___ Source extract ___
My column in the Sunday Chippewa Herald describes the good people who attended Rep. Ron Kind's listening session this past week, people who understand that education, opportunity and assistance don't create victims, they create citizens... while the "victims" who decry government are quite often just martyrs seeking to protect advantages of power, wealth or loopholes.
You'll find it below the squiggle.
It’s refreshing to see people who know the differences between victims and martyrs.
The martyrs saturate our televisions screens, from reality show “victims of love” to the plaintiffs who crowd TV’s make-believe courtrooms. These attention seekers are often victims of their own bad choices, be it in romance, business dealings or just fashion.
It would be fine if this trend stayed in entertainment circles, but in recent years we’ve seen the rise of a new type of martyr powered by cable news, talk radio and self-propelled sympathy. Wisconsin Sen. Ron Johnson even gives it an ironically taxpayer-funded title: victims of government.
___ The data ___
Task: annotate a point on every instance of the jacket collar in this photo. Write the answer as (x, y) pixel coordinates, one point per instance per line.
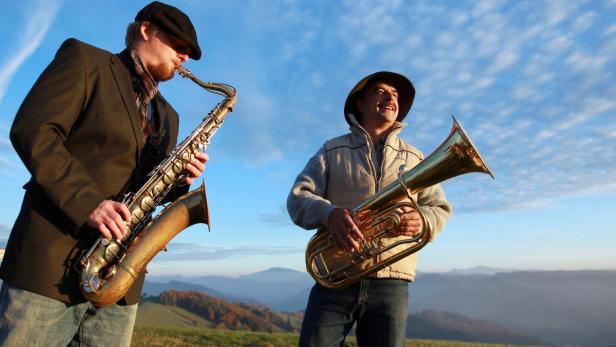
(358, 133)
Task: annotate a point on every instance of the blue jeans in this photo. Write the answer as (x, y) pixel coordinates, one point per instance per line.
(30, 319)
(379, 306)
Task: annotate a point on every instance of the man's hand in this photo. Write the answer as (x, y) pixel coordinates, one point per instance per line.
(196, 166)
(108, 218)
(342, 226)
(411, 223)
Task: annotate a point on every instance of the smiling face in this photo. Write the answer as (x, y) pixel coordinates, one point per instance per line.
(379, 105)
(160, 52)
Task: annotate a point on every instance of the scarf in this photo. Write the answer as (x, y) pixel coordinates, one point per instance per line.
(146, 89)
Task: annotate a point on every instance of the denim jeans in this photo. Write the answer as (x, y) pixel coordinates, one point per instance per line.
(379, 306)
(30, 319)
___
___ The data ___
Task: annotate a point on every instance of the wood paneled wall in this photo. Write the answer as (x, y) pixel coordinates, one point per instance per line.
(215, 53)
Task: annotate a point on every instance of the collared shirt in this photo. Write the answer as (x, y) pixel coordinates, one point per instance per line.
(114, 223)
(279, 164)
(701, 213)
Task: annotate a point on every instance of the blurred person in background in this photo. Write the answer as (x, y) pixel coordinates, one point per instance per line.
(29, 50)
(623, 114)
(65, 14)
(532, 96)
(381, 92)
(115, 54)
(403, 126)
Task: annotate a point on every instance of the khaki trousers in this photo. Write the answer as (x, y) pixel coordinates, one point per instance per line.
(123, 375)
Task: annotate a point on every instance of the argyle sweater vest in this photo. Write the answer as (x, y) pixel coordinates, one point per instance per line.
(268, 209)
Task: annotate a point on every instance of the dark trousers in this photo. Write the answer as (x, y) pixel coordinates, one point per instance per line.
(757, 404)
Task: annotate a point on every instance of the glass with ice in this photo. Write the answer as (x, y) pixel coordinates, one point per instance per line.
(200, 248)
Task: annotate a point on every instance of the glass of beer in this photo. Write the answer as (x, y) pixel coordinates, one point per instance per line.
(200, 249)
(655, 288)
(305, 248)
___
*Explore the material*
A. Reproduce the victims-and-martyrs column word for word, everything from "My column in" down to "wealth or loopholes.".
B. Carry the column on victims and martyrs forward from its final sentence.

*Expected responses*
A.
My column in the Sunday Chippewa Herald describes the good people who attended Rep. Ron Kind's listening session this past week, people who understand that education, opportunity and assistance don't create victims, they create citizens... while the "victims" who decry government are quite often just martyrs seeking to protect advantages of power, wealth or loopholes.

B.
Fortunately, such martyrdom was nowhere to be found during Congressman Ron Kind’s town hall forum at the Chippewa Valley Technical College campus in Chippewa Falls on Wednesday afternoon.
The approximately 40 people in attendance included job seekers eager to find affordable health insurance coverage, senior citizens concerned that Social Security benefits would be reduced in order to preserve tax breaks for the wealthy, and the grandmother of a soldier in Afghanistan worried that the sequester spitball fight would choke off aid for the education and job training of returning troops.
None of the attendees portrayed themselves as a victim, only as taxpayers wanting the reassurance of their congressman that fair rules would apply to everyone.
Tears were shed for the children of Sandy Hook Elementary (who rank significantly higher on the victim scale than senators worried about their NRA report card). Farmers spoke proudly of the conservation efforts that protect the topsoil and they praised the market pricing that allows families to compete with California’s mega-herds.
A clinic administrator agreed that despite the uneven implementation of Affordable Care Act, her physicians would have an advantage over providers in other parts of the country once the health care system moves to base more reimbursements on quality instead of quantity.
The closest anyone came to victimhood was the owner of a local metal fabricator who didn’t appreciate the timing or the tone of recent government inspectors, but he also acknowledged how the rules being enforced (however snippily) were important for the safety and financial security of his workers.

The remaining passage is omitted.